* **Provided text**:
□ □ □ □ □ □ □

Species of flowering plant

Pultenaea borea is a species of flowering plant in the family Fabaceae and is endemic to Queensland, Australia. It is an erect shrub with elliptic to linear or egg-shaped leaves and yellow to orange and red flowers.

==Description==
Pultenaea borea is an erect shrub that typically grows to a height of 10–80 cm and has densely hairy branches. The leaves are elliptic to linear or egg-shaped with the narrower end towards the base, 9–30 mm long and 2–6.6 mm wide with stipules 5–11 mm long at the base. The upper surface of the leaves is more or less glabrous and the lower surface in densely hairy and grooved. The flowers are arranged in groups with scale-like, reddish bracts. There are boat-shaped bracteoles 5.5–7 mm long at the base of the sepals. The sepals are 6–9 mm long and densely hairy. The standard petal is yellow to orange and 10–14 mm long, the wings yellow to orange and 8–13 mm long and the keel is red to purple. Flowering occurs from September to November, and the fruit is an oval pod about 8 mm long.

==Taxonomy and naming==
Pultenaea borea was first formally described in 2004 by Rogier Petrus Johannes de Kok in Australian Systematic Botany from specimens collected by Anthony Bean near Eidsvold in 1990. The specific epithet (borea) refers to the northern distribution of this species compared to similar pultenaea species.

==Distribution and habitat==
This pultenaea grows in the understorey of woodland and forest in south-eastern Queensland.

==Conservation status==
Pultenaea borea is classed as of "least concern" under the Queensland Government Nature Conservation Act 1992.

□ □ □ □ □ □ □

* **Data excerpts**:
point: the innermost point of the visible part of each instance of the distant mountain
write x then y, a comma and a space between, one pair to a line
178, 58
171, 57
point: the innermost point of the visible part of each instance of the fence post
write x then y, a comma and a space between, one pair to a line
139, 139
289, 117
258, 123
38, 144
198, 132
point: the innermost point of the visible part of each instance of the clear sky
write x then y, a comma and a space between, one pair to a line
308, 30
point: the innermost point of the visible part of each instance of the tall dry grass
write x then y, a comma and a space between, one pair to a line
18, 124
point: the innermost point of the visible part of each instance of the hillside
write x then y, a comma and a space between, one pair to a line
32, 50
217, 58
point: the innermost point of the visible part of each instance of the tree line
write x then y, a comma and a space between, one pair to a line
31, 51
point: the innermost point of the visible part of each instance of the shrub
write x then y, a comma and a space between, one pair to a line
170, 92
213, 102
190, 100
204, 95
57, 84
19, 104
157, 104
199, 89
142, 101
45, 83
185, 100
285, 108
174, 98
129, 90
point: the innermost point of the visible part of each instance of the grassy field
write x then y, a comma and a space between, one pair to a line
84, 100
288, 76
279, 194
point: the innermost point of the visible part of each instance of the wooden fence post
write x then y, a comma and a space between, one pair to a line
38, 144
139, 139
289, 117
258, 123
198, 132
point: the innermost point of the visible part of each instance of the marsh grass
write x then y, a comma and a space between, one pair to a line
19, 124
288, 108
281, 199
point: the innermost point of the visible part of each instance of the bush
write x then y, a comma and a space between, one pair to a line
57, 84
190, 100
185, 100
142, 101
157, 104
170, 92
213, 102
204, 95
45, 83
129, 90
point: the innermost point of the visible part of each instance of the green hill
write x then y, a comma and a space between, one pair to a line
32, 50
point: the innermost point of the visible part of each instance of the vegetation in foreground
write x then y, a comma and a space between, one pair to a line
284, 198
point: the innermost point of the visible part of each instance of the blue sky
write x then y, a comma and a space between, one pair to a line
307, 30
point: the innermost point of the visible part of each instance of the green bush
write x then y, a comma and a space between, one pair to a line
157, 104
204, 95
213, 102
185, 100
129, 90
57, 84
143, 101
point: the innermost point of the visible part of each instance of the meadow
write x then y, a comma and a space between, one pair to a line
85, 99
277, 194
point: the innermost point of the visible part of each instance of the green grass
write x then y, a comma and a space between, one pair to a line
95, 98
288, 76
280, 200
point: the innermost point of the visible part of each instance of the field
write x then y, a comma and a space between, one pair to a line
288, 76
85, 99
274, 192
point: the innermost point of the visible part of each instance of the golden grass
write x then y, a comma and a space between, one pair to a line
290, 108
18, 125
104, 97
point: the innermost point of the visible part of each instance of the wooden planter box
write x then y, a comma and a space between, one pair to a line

□ □ □ □ □ □ □

* **Problem**:
Print the Pultenaea borea text from "Pultenaea borea is a species" to "and red flowers." without changing a word.

* **Problem solution**:
Pultenaea borea is a species of flowering plant in the family Fabaceae and is endemic to Queensland, Australia. It is an erect shrub with elliptic to linear or egg-shaped leaves and yellow to orange and red flowers.